==== Records supplied ====

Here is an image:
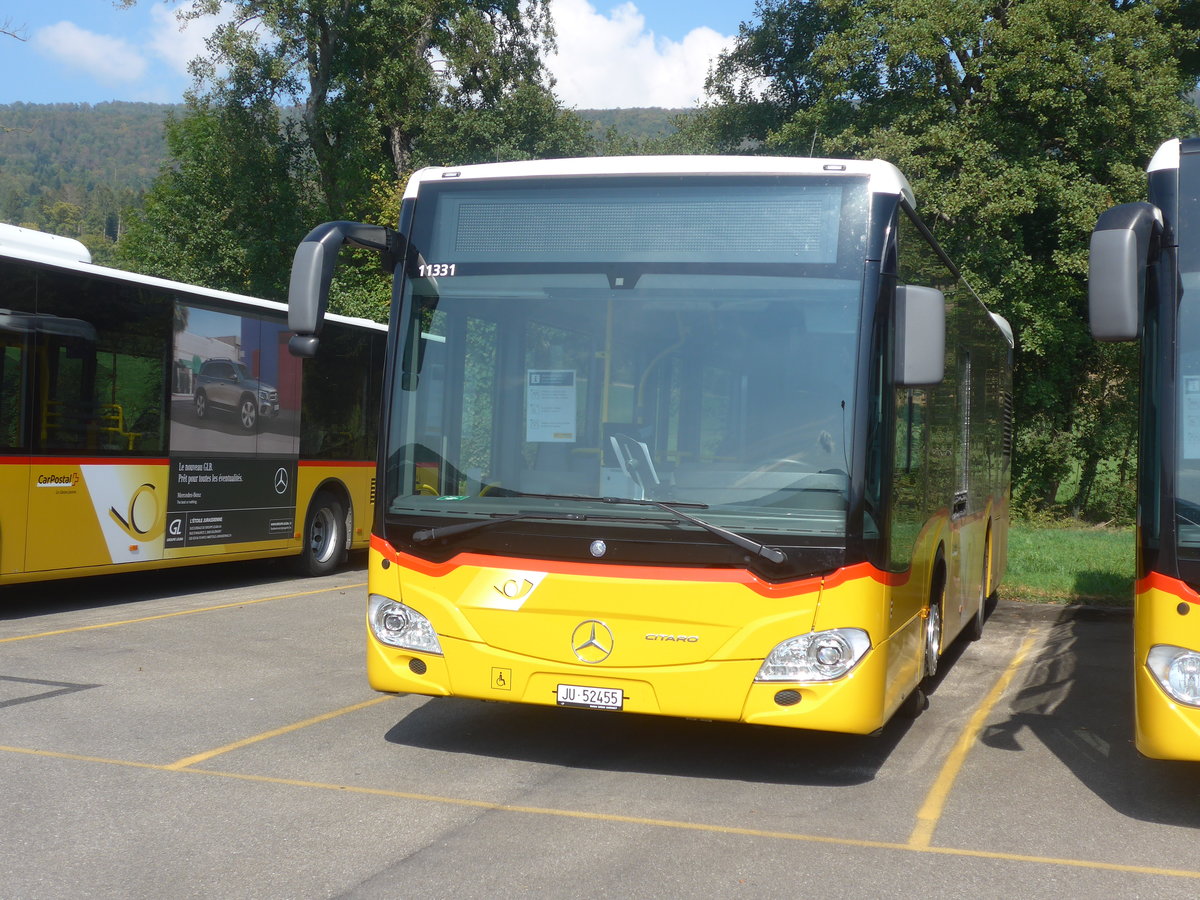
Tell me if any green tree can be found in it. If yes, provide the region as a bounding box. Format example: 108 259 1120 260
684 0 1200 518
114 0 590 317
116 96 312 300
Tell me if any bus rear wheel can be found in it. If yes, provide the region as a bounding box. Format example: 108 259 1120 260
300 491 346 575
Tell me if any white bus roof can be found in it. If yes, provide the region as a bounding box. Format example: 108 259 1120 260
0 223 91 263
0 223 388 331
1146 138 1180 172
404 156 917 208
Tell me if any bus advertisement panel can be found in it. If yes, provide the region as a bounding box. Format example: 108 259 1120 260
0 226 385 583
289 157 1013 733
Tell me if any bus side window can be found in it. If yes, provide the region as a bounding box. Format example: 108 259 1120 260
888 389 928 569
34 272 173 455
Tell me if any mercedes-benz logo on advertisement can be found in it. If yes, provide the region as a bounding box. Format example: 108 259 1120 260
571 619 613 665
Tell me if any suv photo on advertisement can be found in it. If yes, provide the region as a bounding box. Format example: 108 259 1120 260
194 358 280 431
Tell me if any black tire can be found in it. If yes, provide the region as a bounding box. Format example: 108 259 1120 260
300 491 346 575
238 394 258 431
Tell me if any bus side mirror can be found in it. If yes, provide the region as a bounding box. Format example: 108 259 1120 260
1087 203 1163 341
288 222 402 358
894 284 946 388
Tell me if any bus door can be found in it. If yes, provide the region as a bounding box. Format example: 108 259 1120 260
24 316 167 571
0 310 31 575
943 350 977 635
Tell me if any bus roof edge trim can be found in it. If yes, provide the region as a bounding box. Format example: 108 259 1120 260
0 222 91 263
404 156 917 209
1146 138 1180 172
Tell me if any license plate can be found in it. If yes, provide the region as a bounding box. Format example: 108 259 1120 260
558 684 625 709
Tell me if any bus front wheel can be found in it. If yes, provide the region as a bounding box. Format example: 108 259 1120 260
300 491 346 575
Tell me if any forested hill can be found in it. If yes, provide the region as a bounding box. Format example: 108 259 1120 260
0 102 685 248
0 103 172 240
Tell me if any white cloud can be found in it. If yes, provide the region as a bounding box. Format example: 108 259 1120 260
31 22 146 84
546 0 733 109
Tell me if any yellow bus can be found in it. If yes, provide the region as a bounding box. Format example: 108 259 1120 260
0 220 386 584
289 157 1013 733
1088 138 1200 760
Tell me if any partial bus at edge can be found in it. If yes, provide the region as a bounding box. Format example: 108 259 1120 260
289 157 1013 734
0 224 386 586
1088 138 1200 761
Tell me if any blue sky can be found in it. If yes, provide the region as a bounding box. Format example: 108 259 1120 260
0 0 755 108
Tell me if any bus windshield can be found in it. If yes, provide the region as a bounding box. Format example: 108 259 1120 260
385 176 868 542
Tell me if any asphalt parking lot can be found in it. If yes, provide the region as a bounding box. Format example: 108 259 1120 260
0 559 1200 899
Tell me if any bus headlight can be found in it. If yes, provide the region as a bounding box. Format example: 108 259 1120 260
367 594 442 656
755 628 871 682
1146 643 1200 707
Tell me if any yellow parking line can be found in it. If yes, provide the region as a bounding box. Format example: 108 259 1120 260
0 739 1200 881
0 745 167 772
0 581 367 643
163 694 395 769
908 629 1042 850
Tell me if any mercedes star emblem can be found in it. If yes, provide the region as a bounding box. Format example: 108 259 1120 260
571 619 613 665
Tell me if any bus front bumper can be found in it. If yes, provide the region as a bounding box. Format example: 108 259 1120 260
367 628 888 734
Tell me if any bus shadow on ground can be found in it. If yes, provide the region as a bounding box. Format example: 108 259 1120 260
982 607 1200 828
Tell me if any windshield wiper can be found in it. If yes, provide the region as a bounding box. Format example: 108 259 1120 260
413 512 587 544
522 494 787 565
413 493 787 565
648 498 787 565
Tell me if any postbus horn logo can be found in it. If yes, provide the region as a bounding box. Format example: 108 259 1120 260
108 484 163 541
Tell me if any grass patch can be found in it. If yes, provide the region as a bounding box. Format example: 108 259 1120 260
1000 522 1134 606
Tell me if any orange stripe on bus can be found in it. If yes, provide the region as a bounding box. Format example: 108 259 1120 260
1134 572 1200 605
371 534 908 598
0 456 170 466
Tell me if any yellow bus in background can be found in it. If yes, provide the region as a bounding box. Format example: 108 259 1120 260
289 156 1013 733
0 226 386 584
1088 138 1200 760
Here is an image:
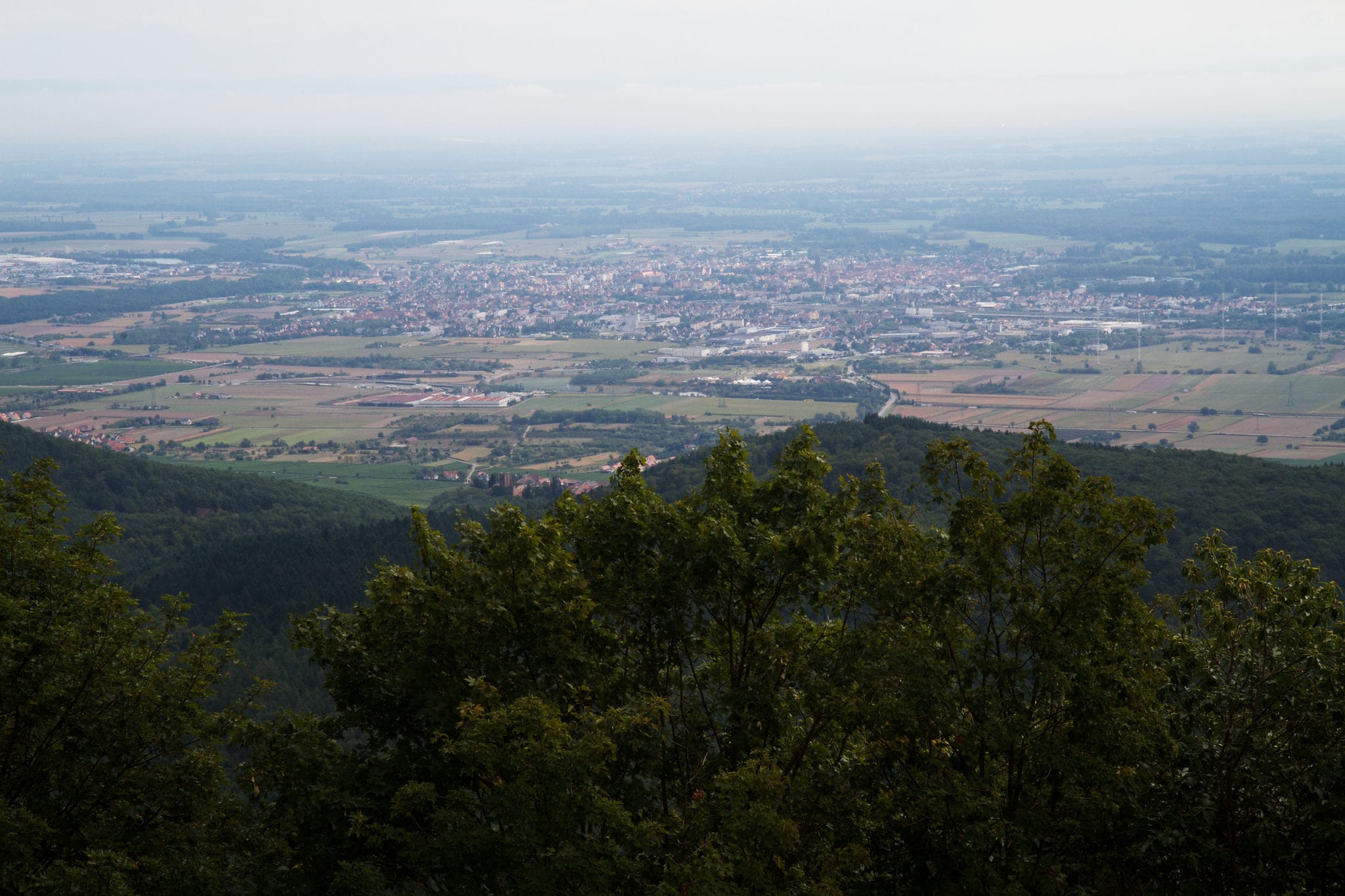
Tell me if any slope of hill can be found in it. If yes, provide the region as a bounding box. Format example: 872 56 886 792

====

What needs to be done: Transcribe all the data word for word; the images stay out.

Result of this task:
Here is an image:
Tell me if any green tree can be found in it. If yes, provide the region as a bounding box. Format example: 108 259 1120 260
684 0 1200 518
114 0 590 317
116 96 312 300
Tell me if any bus rear wheel can be found in it. If yes, provide the region as a bounding box. Format example: 108 259 1120 260
300 491 346 575
Tell me if any white bus roof can be found in it. If yes, provide the region as a bounding box. Format example: 108 259 1120 260
0 223 91 263
0 223 388 331
1146 138 1180 172
404 156 917 208
Tell me if any bus advertisement panel can be found in it. If yes, provide the region as a bounding box. Format example: 108 259 1120 260
0 226 385 583
289 157 1013 733
Tell me if any bus side window can be found in it. If yes, provide the region as a bounding box. Format example: 108 259 1120 260
888 389 928 569
34 272 173 455
Tell me if any mercedes-benz logo on advertisement can be found in it. If yes, provide the region as a bounding box. Format example: 108 259 1120 260
571 619 613 665
Tell me if any suv photo on advertisement can be found in it. If yes, provide the region as a bounding box. Format example: 108 259 1120 260
194 358 280 431
Tell me if any black tire can be found in it. If yes, provide the region as a bounding box. Format example: 108 259 1120 260
300 491 346 575
238 394 258 431
Tell me if any bus side mirror can be found in it. If yes, provide the region as a bounding box. Format example: 108 259 1120 260
1087 203 1163 341
288 222 402 358
894 284 946 388
Tell me if any bus door can be found in it. If yes, provide the region as a bounding box. Format example: 108 259 1120 260
24 316 167 571
0 310 31 575
943 350 977 635
Tell me if any bus roof edge trim can be found in it. If yes, provide the region as a bounding box. Format example: 108 259 1120 260
0 222 91 263
404 156 917 209
1146 138 1180 172
Tell me if any license plate can be found in it. If yes, provide the region as a bounding box. Format example: 108 259 1120 260
558 684 625 709
Tell me if any bus front wheel can be found in it. If yes, provide the region as a bounding box. Format example: 108 259 1120 260
300 491 346 575
Tell me if any forested hill can be found in it. If yes, provide the region as a bounding box. Format example: 108 259 1120 260
0 102 685 248
0 103 172 240
Tell me if any white cloud can be found in it. If yes, provide the region as a bounding box. Format example: 108 259 1120 260
31 22 146 84
546 0 733 109
Tell me if any yellow bus can be found in it. If yes, provide the region as a bounding box. Format example: 108 259 1120 260
0 220 386 584
289 157 1013 733
1088 138 1200 760
Tell me if any partial bus at edge can be found in it. If yes, provide the region as a bounding box. Format example: 108 259 1120 260
289 157 1013 734
0 224 386 586
1088 138 1200 761
Tell me if any blue sky can be found in it. If yes, provide the region as a bounding box. Format example: 108 259 1120 260
0 0 755 108
Tell me if any bus windshield can be found in it. If yes, provide the region as a bounding box. Format example: 108 259 1120 260
385 176 868 542
Tell me if any asphalt parking lot can be found in it. If yes, provide the region as a bounding box. Format example: 108 259 1120 260
0 559 1200 899
Tell me if any bus headlight can be found in it. If yes, provide the region as a bounding box. Format example: 108 259 1120 260
367 594 442 656
755 628 871 682
1146 643 1200 707
Tell me if any yellow parking line can be found in it. If yes, provide the region as a bounding box. Format example: 108 259 1120 260
0 739 1200 881
0 745 167 772
0 581 367 643
163 694 395 769
908 629 1042 850
Tell me if any mercedes star emblem can be found in it. If yes, provide the region as a bounding box. Format example: 108 259 1120 260
571 619 613 665
Tell me if any bus front bumper can be found in it. If yes, provide the region as a bounding box. Format example: 108 259 1120 260
367 628 888 734
Tell me if any bus shadow on ground can be found in it. If yes, provide the region as a bounding box. Format example: 108 259 1120 260
982 607 1200 828
Tell me if any windshield wiper can be found in it. If yes, provide the region as a bounding box. Format example: 108 259 1120 260
413 512 587 544
522 494 787 565
413 493 787 565
648 498 787 565
Tell me if any postbus horn logo can be found in it. If yes, provide the region as a bounding box. Format example: 108 259 1120 260
108 484 163 541
Tell me if any grass patch can be found in it. If yes, provide the region as a bounding box. Format example: 108 259 1120 260
1000 522 1134 606
Tell me if any orange stripe on bus can be found in it. If yes, provide the region as a bounding box. Format example: 108 259 1120 260
1134 572 1200 605
371 534 908 598
0 456 170 466
Tell me if any yellow bus in background can be found in it. If yes, provide the region as a bounding box. Format example: 108 259 1120 260
289 156 1013 733
0 226 386 584
1088 138 1200 760
Here is an image:
Tell me if any slope of hill can be found in it. If yes, provide the region as a bounding box. Format example: 872 56 886 792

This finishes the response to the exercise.